[Dataset records]
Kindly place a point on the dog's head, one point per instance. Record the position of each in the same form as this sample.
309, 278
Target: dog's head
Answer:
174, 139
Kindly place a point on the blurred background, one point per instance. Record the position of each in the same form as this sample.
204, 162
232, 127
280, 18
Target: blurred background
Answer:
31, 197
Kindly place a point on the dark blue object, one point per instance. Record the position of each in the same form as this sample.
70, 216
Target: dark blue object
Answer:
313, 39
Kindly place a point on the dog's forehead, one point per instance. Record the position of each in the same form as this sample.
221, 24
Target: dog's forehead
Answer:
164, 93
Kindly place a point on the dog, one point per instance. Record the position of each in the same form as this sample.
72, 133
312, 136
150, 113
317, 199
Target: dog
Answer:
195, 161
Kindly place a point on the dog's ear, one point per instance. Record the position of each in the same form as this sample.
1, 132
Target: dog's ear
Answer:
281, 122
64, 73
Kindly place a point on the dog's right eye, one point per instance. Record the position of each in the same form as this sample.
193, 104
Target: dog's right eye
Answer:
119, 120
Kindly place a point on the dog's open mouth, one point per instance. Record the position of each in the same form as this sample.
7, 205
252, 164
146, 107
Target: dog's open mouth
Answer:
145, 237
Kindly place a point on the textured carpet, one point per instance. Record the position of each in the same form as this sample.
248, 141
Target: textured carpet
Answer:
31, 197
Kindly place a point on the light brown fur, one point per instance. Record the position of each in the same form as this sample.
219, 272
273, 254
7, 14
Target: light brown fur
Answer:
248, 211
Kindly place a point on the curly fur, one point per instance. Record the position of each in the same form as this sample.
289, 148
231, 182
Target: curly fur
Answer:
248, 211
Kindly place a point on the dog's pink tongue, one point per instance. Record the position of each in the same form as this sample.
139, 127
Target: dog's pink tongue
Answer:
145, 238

> **ACTION ITEM**
Could you write out all of the data again, exactly as given?

> **EXERCISE RESPONSE**
Kindly place a point on the dog's head, one point per instance. Record the position of each in the same form as this sample.
309, 278
Target: dog's head
Answer:
174, 139
Kindly place a point on the blurred background, one point per instance. Record the position of each in the same form as this sample.
204, 162
232, 127
280, 18
Target: blurred background
Answer:
31, 197
Kindly place a point on the dark blue object, one point per instance. Record the position of each in the same form as this sample.
70, 216
Target: dark blue object
Answer:
313, 39
Kindly place a point on the dog's forehead, one point per instance. Record the position of each in the same form as this sample.
221, 24
Target: dog's forehead
Answer:
164, 93
Kindly place a point on the dog, one point per instance. Record the position of each in the same form as this sample.
72, 133
312, 136
150, 113
317, 199
Target: dog
Answer:
195, 161
Kindly place a point on the dog's ear, one point per instance. Record the position of each in the same form as this sample.
1, 132
Target: dog's ear
Answer:
281, 122
64, 73
Kindly place a point on the dog's right eye, one point per instance. Record the position of each in the same form as this sample.
193, 104
Target: dog's right eye
Answer:
119, 120
Kindly place a point on the dog's open mouth, one point per instance. Record the position of each in the same form as this sample.
7, 205
252, 164
146, 107
Target: dog's open mouth
Answer:
145, 237
Kindly place a point on the textured carpet, one point per instance. Record the position of each in the same form as this sample.
248, 141
Target: textured carpet
Answer:
31, 197
Kindly place a point on the light brown fur, one point per instance. Record the position of each in the same form as this sample.
219, 272
273, 254
7, 14
Target: light brown fur
Answer:
248, 211
Kindly place a point on the curly fur, one point per instance. Record the position of each in the same form as this sample.
289, 148
231, 182
Target: curly fur
Answer:
248, 211
Kindly place a point on the dog's pink tongue, one point per instance. Record the position of each in the same form as this sample.
139, 127
Target: dog's pink tongue
Answer:
145, 238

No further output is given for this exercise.